§ **Условие задания**: Процитируйте из отрывка о росписях Страшного Суда фрагмент между словами «В современной росписи» и «находящихся в аду.» включительно.

§ **Приведённый отрывок**:
= = = = =

В современной росписи Страшного Суда в храме Николаевского Малицкого мужского монастыря в Тверской области румынский мастер изобразил отдельный котел для интернет-зависимых и разместил на заднем плане демонов с айфонами…

В религиозном искусстве действуют, с одной стороны, четкие канонические законы, с другой стороны, не отменяется принцип икономии. Религиозное искусство требует строгости – недопустимы упрощение, чересчур вольные интерпретации. Но если следовать только старым образцам, то традиция постепенно умрет, потому что искусство будет непонятно людям. Икона должна быть близка человеку. Например, в Святогорском Успенском монастыре в Псковской области отдельно в аду изображается Святополк Окаянный, а в сценах ада в сербском монастыре Милешева можно увидеть ересиарха Ария – современников этих росписей подобные сюжеты волновали, они знали и узнавали людей, находящихся в аду.

= = = = =

§ **Исходные данные**:
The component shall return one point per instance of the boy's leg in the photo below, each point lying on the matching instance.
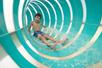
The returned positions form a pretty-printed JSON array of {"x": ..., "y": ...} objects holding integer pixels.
[
  {"x": 43, "y": 39},
  {"x": 50, "y": 38}
]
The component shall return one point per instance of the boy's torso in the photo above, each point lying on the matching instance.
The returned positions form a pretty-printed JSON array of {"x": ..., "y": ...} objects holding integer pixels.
[{"x": 36, "y": 26}]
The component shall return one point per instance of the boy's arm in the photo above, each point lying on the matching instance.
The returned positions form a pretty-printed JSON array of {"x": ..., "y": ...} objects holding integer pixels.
[{"x": 29, "y": 27}]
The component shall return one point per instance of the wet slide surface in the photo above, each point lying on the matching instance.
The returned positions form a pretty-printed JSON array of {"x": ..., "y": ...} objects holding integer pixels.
[{"x": 78, "y": 20}]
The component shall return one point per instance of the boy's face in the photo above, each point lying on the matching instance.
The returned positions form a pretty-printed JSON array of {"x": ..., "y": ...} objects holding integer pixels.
[{"x": 37, "y": 18}]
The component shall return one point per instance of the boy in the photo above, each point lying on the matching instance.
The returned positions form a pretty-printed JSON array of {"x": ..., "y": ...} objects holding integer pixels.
[{"x": 39, "y": 34}]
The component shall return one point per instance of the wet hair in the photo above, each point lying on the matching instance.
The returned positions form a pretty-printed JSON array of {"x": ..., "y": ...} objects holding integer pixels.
[{"x": 38, "y": 14}]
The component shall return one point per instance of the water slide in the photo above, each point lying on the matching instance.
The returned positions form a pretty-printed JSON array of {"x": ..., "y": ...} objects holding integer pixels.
[{"x": 78, "y": 20}]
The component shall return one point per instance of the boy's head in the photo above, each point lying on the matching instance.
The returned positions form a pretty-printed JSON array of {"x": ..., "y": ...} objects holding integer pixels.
[{"x": 38, "y": 16}]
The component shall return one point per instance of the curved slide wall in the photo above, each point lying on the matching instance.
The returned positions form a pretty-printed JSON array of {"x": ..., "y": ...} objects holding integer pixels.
[{"x": 79, "y": 20}]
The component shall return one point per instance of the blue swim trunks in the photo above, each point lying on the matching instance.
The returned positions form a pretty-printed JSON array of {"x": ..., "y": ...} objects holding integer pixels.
[{"x": 37, "y": 32}]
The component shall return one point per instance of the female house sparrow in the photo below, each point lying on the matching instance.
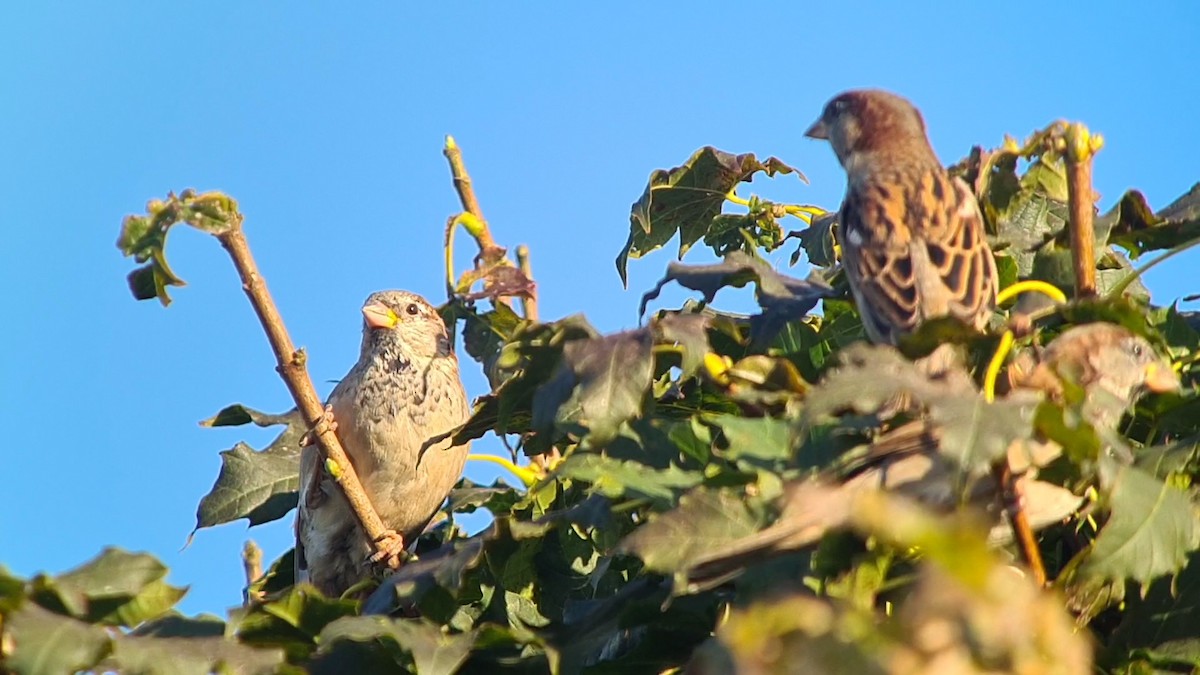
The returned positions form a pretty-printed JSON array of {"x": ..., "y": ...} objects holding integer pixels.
[
  {"x": 1111, "y": 364},
  {"x": 912, "y": 237},
  {"x": 403, "y": 390}
]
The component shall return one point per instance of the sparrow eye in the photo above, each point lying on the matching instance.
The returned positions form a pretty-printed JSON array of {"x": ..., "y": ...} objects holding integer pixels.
[{"x": 1137, "y": 350}]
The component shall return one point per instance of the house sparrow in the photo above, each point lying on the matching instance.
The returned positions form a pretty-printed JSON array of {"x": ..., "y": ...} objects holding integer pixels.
[
  {"x": 403, "y": 392},
  {"x": 912, "y": 236},
  {"x": 1113, "y": 365}
]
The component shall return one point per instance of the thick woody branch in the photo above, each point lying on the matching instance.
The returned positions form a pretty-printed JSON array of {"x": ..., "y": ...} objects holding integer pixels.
[
  {"x": 1081, "y": 148},
  {"x": 291, "y": 365}
]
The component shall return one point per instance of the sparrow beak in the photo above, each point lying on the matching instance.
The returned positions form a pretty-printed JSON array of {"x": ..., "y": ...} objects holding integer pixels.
[
  {"x": 819, "y": 130},
  {"x": 379, "y": 316},
  {"x": 1162, "y": 378}
]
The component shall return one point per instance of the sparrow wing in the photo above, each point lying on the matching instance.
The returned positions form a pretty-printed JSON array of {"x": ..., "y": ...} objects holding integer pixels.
[{"x": 916, "y": 254}]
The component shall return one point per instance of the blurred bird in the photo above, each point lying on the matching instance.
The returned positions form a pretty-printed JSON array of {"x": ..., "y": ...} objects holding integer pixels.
[
  {"x": 912, "y": 237},
  {"x": 403, "y": 392},
  {"x": 1113, "y": 365}
]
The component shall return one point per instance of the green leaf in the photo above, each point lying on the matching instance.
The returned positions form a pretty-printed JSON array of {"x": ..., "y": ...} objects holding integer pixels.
[
  {"x": 145, "y": 237},
  {"x": 705, "y": 519},
  {"x": 291, "y": 621},
  {"x": 115, "y": 589},
  {"x": 783, "y": 298},
  {"x": 189, "y": 656},
  {"x": 1161, "y": 623},
  {"x": 432, "y": 650},
  {"x": 41, "y": 641},
  {"x": 689, "y": 333},
  {"x": 258, "y": 485},
  {"x": 1150, "y": 532},
  {"x": 971, "y": 431},
  {"x": 600, "y": 384},
  {"x": 687, "y": 199},
  {"x": 615, "y": 478}
]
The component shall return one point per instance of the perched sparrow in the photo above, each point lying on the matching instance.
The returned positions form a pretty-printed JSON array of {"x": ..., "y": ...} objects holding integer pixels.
[
  {"x": 403, "y": 390},
  {"x": 1113, "y": 365},
  {"x": 912, "y": 237}
]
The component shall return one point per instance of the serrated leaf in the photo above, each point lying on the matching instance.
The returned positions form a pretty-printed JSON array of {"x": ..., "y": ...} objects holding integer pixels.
[
  {"x": 703, "y": 520},
  {"x": 258, "y": 485},
  {"x": 431, "y": 649},
  {"x": 41, "y": 641},
  {"x": 189, "y": 656},
  {"x": 1162, "y": 622},
  {"x": 145, "y": 237},
  {"x": 783, "y": 298},
  {"x": 817, "y": 242},
  {"x": 1150, "y": 532},
  {"x": 972, "y": 431},
  {"x": 687, "y": 199},
  {"x": 615, "y": 478},
  {"x": 600, "y": 384},
  {"x": 117, "y": 589},
  {"x": 1138, "y": 230},
  {"x": 689, "y": 333}
]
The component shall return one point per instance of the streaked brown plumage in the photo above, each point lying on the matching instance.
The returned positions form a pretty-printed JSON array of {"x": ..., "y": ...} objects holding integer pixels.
[
  {"x": 1111, "y": 364},
  {"x": 403, "y": 390},
  {"x": 912, "y": 237}
]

= = = = =

§ **Ожидаемый ответ**:
В современной росписи Страшного Суда в храме Николаевского Малицкого мужского монастыря в Тверской области румынский мастер изобразил отдельный котел для интернет-зависимых и разместил на заднем плане демонов с айфонами…

В религиозном искусстве действуют, с одной стороны, четкие канонические законы, с другой стороны, не отменяется принцип икономии. Религиозное искусство требует строгости – недопустимы упрощение, чересчур вольные интерпретации. Но если следовать только старым образцам, то традиция постепенно умрет, потому что искусство будет непонятно людям. Икона должна быть близка человеку. Например, в Святогорском Успенском монастыре в Псковской области отдельно в аду изображается Святополк Окаянный, а в сценах ада в сербском монастыре Милешева можно увидеть ересиарха Ария – современников этих росписей подобные сюжеты волновали, они знали и узнавали людей, находящихся в аду.